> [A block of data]
━━━━━━━━━━━━━━━━

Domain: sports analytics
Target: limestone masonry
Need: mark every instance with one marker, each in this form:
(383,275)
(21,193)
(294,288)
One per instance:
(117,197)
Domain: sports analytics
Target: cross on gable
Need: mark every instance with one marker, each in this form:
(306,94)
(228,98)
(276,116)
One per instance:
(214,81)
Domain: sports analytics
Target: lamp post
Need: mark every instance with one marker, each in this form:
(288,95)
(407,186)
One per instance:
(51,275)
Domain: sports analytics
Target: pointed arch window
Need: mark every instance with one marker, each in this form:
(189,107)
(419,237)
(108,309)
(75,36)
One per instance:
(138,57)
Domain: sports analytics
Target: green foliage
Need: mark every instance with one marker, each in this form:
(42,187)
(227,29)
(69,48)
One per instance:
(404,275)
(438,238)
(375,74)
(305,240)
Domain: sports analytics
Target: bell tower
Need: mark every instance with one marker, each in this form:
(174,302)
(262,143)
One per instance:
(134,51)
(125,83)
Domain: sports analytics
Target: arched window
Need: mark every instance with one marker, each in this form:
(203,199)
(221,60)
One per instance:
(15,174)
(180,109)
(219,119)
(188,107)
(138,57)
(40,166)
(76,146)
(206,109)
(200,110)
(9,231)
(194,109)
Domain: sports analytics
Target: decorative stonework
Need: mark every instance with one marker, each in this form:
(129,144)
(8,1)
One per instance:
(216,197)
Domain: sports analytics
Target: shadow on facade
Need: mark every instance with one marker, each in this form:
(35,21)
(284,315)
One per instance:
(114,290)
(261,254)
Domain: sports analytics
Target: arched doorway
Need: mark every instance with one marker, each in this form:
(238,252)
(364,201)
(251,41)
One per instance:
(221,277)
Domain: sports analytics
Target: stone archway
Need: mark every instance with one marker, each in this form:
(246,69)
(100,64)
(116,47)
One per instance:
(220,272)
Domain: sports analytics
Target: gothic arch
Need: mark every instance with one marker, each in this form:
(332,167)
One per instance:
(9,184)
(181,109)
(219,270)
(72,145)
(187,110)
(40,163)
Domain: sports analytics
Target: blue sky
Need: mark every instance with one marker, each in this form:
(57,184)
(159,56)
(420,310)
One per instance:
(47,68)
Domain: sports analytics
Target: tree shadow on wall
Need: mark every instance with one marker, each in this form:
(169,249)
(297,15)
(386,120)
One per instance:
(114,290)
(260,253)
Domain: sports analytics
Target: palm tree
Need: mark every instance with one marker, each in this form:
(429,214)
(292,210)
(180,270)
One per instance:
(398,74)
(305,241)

━━━━━━━━━━━━━━━━

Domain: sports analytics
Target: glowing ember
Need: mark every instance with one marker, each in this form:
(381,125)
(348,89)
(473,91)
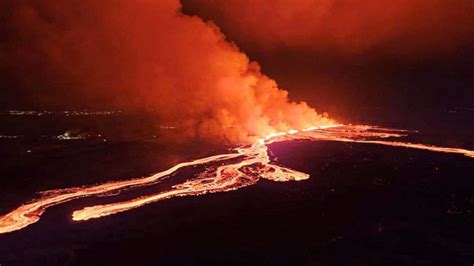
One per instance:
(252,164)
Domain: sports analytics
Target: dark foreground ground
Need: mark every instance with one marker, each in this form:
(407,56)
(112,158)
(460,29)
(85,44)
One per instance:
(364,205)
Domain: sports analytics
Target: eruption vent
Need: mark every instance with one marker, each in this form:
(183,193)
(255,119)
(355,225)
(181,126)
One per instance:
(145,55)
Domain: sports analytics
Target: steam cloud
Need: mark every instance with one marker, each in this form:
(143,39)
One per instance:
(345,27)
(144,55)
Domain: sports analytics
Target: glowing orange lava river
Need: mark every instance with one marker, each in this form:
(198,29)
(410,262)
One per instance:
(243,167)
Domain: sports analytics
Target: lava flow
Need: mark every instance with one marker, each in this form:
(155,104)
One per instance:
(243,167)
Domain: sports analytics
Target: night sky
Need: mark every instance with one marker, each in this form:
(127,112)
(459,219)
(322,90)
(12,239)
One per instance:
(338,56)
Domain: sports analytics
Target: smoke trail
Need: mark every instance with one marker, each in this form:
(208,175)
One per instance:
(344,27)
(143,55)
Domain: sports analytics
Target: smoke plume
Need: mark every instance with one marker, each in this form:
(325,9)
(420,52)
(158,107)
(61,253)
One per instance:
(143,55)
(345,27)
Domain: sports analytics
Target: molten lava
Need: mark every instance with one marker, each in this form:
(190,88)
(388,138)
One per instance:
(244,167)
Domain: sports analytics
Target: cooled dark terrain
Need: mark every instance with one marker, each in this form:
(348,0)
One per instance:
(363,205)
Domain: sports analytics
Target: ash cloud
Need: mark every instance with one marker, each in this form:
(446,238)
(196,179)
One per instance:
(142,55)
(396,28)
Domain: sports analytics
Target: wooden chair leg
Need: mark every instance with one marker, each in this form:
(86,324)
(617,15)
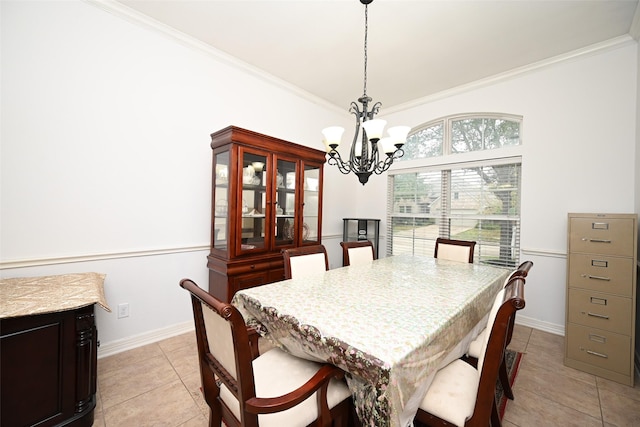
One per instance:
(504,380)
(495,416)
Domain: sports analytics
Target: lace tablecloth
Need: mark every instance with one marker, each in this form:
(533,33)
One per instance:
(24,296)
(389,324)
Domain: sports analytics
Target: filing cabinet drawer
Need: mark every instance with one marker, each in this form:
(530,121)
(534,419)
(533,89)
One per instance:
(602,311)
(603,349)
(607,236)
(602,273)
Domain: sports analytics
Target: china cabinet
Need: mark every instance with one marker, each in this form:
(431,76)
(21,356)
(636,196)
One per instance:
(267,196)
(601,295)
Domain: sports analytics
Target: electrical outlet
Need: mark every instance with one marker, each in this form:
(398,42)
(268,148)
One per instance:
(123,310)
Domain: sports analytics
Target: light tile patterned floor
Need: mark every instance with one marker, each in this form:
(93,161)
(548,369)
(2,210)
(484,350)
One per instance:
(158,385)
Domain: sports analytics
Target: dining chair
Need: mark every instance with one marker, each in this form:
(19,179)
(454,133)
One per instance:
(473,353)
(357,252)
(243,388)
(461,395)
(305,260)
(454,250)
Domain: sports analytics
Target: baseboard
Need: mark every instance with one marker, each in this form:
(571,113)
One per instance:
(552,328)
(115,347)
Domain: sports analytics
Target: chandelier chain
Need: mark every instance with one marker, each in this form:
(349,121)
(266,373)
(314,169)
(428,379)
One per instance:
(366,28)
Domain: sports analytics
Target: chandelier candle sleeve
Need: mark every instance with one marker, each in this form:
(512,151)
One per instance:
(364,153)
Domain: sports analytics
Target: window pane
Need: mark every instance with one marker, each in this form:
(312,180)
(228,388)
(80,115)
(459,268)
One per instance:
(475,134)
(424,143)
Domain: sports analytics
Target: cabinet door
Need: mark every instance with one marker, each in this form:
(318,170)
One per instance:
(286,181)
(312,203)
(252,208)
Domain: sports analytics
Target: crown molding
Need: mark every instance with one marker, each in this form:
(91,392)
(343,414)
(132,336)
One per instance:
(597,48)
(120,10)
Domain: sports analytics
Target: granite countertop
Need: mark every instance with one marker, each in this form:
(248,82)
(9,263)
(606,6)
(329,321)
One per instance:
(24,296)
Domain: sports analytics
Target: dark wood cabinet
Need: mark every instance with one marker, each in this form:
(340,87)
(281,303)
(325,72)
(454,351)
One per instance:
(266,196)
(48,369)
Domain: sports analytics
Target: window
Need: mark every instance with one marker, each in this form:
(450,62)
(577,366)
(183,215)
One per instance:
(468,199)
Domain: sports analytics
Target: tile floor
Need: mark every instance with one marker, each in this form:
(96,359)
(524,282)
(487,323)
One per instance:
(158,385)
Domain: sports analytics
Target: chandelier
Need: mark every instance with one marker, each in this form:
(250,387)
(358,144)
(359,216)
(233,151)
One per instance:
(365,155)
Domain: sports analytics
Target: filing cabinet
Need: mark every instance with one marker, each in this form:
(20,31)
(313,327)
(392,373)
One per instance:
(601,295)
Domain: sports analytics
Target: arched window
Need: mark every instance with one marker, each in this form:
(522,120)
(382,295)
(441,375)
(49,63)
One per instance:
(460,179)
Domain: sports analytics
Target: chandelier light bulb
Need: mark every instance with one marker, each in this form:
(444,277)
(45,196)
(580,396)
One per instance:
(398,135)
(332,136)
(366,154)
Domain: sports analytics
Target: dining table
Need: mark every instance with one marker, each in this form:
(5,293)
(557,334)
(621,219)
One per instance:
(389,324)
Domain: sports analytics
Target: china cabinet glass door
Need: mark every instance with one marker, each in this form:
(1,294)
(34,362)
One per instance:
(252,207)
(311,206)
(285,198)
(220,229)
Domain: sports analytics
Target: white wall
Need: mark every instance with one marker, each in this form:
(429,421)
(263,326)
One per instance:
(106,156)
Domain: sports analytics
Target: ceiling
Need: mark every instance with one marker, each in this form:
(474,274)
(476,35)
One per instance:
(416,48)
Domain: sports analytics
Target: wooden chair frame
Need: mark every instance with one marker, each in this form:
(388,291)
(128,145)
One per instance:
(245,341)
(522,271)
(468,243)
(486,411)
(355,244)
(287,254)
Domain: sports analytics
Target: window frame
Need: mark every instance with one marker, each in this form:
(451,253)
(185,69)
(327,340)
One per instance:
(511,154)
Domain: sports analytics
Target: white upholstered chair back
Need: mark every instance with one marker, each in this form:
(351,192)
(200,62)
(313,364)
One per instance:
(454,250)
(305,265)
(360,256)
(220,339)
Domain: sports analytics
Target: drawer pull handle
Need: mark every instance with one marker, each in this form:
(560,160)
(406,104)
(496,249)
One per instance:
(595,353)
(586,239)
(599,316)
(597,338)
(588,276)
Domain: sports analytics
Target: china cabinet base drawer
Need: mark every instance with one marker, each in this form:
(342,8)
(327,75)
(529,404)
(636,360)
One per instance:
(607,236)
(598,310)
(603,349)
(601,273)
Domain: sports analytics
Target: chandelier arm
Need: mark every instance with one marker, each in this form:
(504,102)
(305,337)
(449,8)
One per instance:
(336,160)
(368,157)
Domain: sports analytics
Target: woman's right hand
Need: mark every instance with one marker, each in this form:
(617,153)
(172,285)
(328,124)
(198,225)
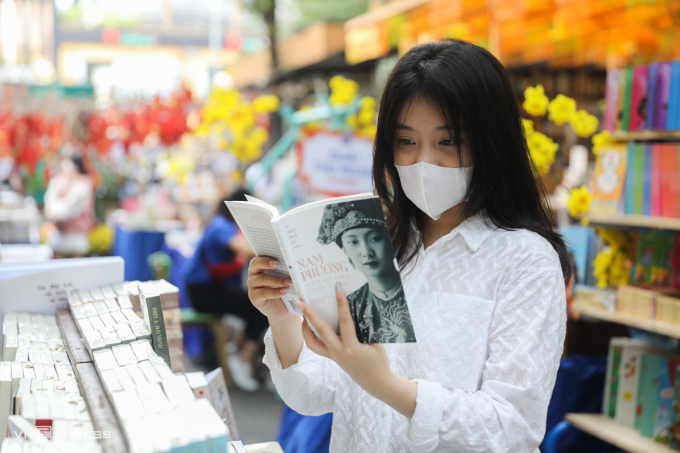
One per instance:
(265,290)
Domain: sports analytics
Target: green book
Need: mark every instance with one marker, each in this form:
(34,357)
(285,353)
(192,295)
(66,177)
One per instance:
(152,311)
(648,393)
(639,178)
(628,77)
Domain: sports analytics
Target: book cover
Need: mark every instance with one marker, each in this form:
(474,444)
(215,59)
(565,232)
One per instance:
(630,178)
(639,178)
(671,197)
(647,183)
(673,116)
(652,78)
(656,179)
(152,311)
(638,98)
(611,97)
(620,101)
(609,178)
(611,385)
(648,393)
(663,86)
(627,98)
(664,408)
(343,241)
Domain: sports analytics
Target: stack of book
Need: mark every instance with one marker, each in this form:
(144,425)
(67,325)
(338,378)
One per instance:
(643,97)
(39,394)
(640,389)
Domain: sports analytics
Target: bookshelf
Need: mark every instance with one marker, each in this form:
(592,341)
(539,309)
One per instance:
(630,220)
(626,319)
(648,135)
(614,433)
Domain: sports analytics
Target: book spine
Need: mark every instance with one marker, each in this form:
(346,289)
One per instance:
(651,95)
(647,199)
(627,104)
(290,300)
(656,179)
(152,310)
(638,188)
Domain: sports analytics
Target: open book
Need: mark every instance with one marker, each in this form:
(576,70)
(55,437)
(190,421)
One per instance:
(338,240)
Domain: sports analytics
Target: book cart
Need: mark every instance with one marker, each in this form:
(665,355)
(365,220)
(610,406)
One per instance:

━━━━━━━━━━━━━━━━

Show every line of the rows above that contains the string "white". Case counts, so match only that exact capitalization.

Target: white wall
Target: white upholstered chair back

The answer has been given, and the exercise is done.